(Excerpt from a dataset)

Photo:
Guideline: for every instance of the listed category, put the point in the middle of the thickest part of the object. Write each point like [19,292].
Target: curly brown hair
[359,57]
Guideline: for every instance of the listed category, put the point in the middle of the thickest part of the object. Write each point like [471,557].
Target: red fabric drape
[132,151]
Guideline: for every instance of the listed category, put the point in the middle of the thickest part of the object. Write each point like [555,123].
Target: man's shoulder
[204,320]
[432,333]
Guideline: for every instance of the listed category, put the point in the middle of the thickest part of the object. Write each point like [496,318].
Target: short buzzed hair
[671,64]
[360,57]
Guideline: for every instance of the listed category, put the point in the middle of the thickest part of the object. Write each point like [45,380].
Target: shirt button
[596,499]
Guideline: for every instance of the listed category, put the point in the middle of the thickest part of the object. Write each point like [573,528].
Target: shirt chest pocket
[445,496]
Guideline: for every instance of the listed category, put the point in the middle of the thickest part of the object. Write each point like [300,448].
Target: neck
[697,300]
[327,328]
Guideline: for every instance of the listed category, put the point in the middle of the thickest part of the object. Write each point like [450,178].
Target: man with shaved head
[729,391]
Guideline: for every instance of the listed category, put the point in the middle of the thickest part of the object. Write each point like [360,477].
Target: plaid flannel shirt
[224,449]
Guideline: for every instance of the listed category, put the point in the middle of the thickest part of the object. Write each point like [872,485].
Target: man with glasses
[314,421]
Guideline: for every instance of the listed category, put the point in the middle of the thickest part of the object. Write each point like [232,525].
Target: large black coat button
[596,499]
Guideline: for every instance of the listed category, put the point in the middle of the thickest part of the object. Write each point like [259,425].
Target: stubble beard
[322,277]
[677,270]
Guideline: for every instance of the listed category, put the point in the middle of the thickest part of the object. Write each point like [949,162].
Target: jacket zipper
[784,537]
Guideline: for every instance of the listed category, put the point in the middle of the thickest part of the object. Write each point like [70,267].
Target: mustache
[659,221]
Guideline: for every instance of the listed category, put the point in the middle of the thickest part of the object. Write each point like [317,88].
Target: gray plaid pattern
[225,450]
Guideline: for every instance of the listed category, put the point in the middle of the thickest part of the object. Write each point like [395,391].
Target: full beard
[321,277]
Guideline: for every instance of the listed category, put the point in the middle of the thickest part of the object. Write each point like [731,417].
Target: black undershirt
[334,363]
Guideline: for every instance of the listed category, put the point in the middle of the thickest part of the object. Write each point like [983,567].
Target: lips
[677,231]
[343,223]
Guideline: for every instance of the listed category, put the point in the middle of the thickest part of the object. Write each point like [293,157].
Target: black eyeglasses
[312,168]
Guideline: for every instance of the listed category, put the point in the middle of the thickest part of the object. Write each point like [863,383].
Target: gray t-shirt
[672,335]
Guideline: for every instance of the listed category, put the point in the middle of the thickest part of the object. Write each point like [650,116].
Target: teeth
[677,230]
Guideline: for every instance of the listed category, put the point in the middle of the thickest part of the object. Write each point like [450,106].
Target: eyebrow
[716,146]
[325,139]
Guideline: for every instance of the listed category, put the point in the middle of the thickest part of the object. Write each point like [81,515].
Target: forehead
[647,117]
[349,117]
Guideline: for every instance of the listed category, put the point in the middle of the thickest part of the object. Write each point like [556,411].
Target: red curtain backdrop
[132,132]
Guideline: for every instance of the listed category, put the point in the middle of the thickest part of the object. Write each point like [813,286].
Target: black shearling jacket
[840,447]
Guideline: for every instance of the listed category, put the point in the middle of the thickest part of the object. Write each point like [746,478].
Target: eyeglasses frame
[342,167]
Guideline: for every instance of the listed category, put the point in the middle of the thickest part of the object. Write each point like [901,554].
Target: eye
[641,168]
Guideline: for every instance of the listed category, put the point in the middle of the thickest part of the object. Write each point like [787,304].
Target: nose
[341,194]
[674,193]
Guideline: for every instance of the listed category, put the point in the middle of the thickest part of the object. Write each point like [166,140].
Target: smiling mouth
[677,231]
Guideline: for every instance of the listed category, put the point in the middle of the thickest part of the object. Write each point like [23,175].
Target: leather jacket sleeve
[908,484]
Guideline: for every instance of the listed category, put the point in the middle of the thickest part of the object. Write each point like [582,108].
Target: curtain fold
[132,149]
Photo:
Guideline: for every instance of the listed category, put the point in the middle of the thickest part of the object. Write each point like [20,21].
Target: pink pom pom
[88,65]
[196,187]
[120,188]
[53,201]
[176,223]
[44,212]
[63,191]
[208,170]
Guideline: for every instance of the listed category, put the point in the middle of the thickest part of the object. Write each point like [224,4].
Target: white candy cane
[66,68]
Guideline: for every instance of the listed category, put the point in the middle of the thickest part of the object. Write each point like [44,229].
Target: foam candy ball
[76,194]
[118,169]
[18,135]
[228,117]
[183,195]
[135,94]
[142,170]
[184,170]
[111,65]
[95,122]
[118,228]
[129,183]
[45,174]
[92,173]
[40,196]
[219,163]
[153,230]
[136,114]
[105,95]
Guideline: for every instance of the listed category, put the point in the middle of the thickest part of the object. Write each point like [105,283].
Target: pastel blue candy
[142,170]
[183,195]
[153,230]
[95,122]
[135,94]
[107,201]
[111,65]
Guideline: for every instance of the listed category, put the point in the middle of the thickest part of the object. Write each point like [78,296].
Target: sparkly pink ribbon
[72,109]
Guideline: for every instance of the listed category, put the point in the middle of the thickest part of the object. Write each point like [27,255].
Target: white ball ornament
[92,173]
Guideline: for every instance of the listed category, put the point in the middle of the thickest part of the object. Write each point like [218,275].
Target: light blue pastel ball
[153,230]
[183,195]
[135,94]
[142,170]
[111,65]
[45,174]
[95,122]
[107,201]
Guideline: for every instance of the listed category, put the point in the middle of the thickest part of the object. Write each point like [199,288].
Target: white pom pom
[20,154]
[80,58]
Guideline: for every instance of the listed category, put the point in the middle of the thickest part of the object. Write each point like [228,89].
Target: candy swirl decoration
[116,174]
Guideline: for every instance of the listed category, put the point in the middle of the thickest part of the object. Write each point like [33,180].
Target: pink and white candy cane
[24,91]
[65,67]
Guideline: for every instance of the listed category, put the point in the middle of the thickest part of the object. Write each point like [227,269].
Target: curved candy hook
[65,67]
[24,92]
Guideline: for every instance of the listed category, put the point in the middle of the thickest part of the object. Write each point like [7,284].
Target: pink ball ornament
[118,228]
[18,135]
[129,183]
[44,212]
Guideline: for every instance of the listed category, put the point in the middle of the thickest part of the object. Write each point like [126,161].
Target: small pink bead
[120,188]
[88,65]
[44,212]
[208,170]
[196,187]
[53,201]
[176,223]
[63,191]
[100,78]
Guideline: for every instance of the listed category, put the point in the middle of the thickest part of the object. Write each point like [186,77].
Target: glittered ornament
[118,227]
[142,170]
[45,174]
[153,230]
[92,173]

▸ The task
Return the material exactly as it stands.

▸ Result of this exercise
Photo:
Guideline: for every instance of the listed category, put the point in the middle of the thickest part of the object. Write each point like [19,292].
Target: curly brown hair
[359,57]
Guideline: for every instance of the listed category, put the point in the middle of the thickest part of the object. Write each point like [471,557].
Target: red fabric drape
[132,151]
Guideline: for every instance of the listed category, put the point in the middle of the thickest part of the object. Write each point like [555,123].
Target: man's shoulder
[204,320]
[432,333]
Guideline: for every instance of the listed category, put the point in the middle of the thickest part of the object. Write each point like [496,318].
Target: short buzzed hair
[671,64]
[360,57]
Guideline: for every instance of the listed category, put the point in the middle of the thickest part of the object. Write each point like [45,380].
Target: shirt button
[596,499]
Guideline: for every instance of the listed category, put the point in the middle of the thickest part of the object. Write each point like [573,528].
Target: shirt chest pocket
[445,496]
Guideline: for every instance of the listed category, put the point in the middle of the thickest part of the object. Write each point like [300,448].
Target: neck
[697,300]
[327,328]
Guideline: for every instance of the listed category, put the point in the middle of the thickest part of the object. Write each point like [450,178].
Target: man with shaved head
[729,391]
Guideline: for every instance of the listed category, put the point in the middle of the thickest part of the object. Write each point like [360,477].
Target: plaid flannel shirt
[224,449]
Guideline: for every instance of the listed category, put the point in the middle of the thickest part of the object. Write each point like [872,485].
Target: man with glasses
[314,421]
Guideline: for every instance of the listed category, put the point in the middle of the thickest part of the object. Write each point like [232,525].
Target: large black coat button
[596,499]
Guideline: for every instance of the listed category, put the point in the middle of the thickest part of the object. Write each point like [259,425].
Target: stubble beard
[322,277]
[677,270]
Guideline: for every instance of the listed category, put the point in the middle of the thickest part of the object. Write each point like [949,162].
Target: jacket zipper
[784,537]
Guideline: for every instance of the listed category, put the point in the middle of the thickest part of the object. Write each point like [70,267].
Target: mustache
[659,221]
Guideline: for every instance of the listed category, put the point in the middle of the thickest part of the object. Write each point like [317,88].
Target: gray plaid pattern
[225,450]
Guideline: for every instance of the listed category, put the point in the middle of the thickest part of the object. Write each point like [395,391].
Target: full beard
[321,277]
Guideline: for every instance of the listed category, put the point in the middle of the thickest part of the object. Write each point like [731,417].
Target: black undershirt
[334,363]
Guideline: for every instance of the listed category, put the point in the middle of the thickest part of the object. Write each point like [983,567].
Target: lips
[677,231]
[343,223]
Guideline: for every instance of the listed category, put the point in the middle of the thickest part of the object. Write each point like [293,157].
Target: black eyeglasses
[312,168]
Guideline: for every instance of the listed category, put the point in the middle of the thickest part of the object. Write each point like [863,383].
Target: gray t-shirt
[672,335]
Guideline: for every instance of the listed category, put the point in the middle of the thickest part of the object. Write each point like [650,116].
Target: teeth
[677,230]
Guideline: for every instance of the listed category, put the point in the middle of the thickest part of the object. Write each point like [450,106].
Target: eyebrow
[716,146]
[325,139]
Guideline: for every instance of the listed category, put the point in the middle of the thickest part of the object. Write each point like [81,515].
Target: forehead
[647,117]
[349,117]
Guideline: for every instance of the listed category, put the point in the middle of the thickest part of the object. Write each point like [556,411].
Target: red curtain backdrop
[132,132]
Guideline: for every instance of the listed category, put the point in the middle of the thickest part of the object. Write each point like [813,286].
Target: black shearling jacket
[840,447]
Guideline: for every instance of the listed category, put the point in the middle of the thickest part of the object. Write each point like [746,478].
Target: eyeglasses frame
[342,167]
Guideline: for every instance of the listed category, put the point in the middle of the thickest part of the object. Write each point like [901,554].
Target: eye
[641,168]
Guideline: for every instance of the listed category, put the point in the middle of the thickest part of the object. Write each point like [787,304].
Target: nose
[341,194]
[674,193]
Guideline: for every instance of the listed category, put the point in the middle of the thickest part of the object. Write each point like [166,140].
Target: smiling mouth
[677,231]
Guideline: for every instance of the listed category, put the point in the middle of the thickest part of the object. Write each point like [23,175].
Target: leather jacket sleeve
[908,484]
Guideline: for every instance of the listed category, put the point in the middle of the thickest part of the object. Write each point like [582,108].
Target: curtain fold
[132,149]
Photo:
Guideline: for every instance of the listed category, put the point in the middle of the thickest part of the object. Write each point like [20,21].
Target: pink pom pom
[88,65]
[196,187]
[120,188]
[53,201]
[176,223]
[44,212]
[63,191]
[208,170]
Guideline: for every instance of the listed category, put the point in the middle of the thickest part of the object. Write each point like [224,4].
Target: white candy cane
[66,68]
Guideline: for every instance of the listed category, put the point in the middle of the thickest part of the object. Write each point like [44,229].
Target: foam candy ball
[76,194]
[118,169]
[18,135]
[228,117]
[183,195]
[135,94]
[142,170]
[184,170]
[111,65]
[95,122]
[118,228]
[129,183]
[45,174]
[92,173]
[40,196]
[219,163]
[153,230]
[136,114]
[105,95]
Guideline: for every instance of the listed category, put the point in the middle of the thickest part of the object. Write each point like [105,283].
Target: pastel blue candy
[142,170]
[183,195]
[153,230]
[95,122]
[135,94]
[107,201]
[111,65]
Guideline: for every instance of the listed category, put the point in the middle of the thickest part of the object. Write each point like [78,296].
Target: sparkly pink ribbon
[72,109]
Guideline: for every instance of the listed category, put the point in the middle of the thickest part of the object. Write each point like [27,255].
Target: white ball ornament
[92,173]
Guideline: for every instance of the listed category, put the point in the middle of the thickest part of the object. Write each point like [218,275].
Target: light blue pastel ball
[153,230]
[183,195]
[135,94]
[142,170]
[111,65]
[45,174]
[95,122]
[107,201]
Guideline: for every instance of the listed category, put the point in the middle of the thickest part of the object. Write each point like [199,288].
Target: white pom pom
[20,154]
[80,58]
Guideline: for every instance of the listed category, put the point in the middle of the thickest part of the object. Write each point like [228,89].
Target: candy swirl decoration
[116,174]
Guideline: for every instance of the listed category, put the point in the middle of the thickest part of the object. Write each point like [33,180].
Target: pink and white candy cane
[24,91]
[65,67]
Guideline: for every instance of the listed category, put the point in the middle of the thickest part of the object. Write each point like [227,269].
Target: curved candy hook
[65,67]
[24,92]
Guideline: for every instance of the listed category, put the point in the middle of the thickest part of the object. Write each point like [7,284].
Target: pink ball ornament
[118,228]
[18,135]
[129,183]
[44,212]
Guideline: for every instance of the listed category, put the point in the middle of the thickest part of the object. Write each point like [126,161].
Target: small pink bead
[120,188]
[88,65]
[44,212]
[208,170]
[196,187]
[53,201]
[176,223]
[63,191]
[100,78]
Guideline: for every instance of the listed category, put the point in the middle of the thickest part of the object. Write each point like [186,77].
Target: glittered ornament
[118,227]
[142,170]
[45,174]
[153,230]
[92,173]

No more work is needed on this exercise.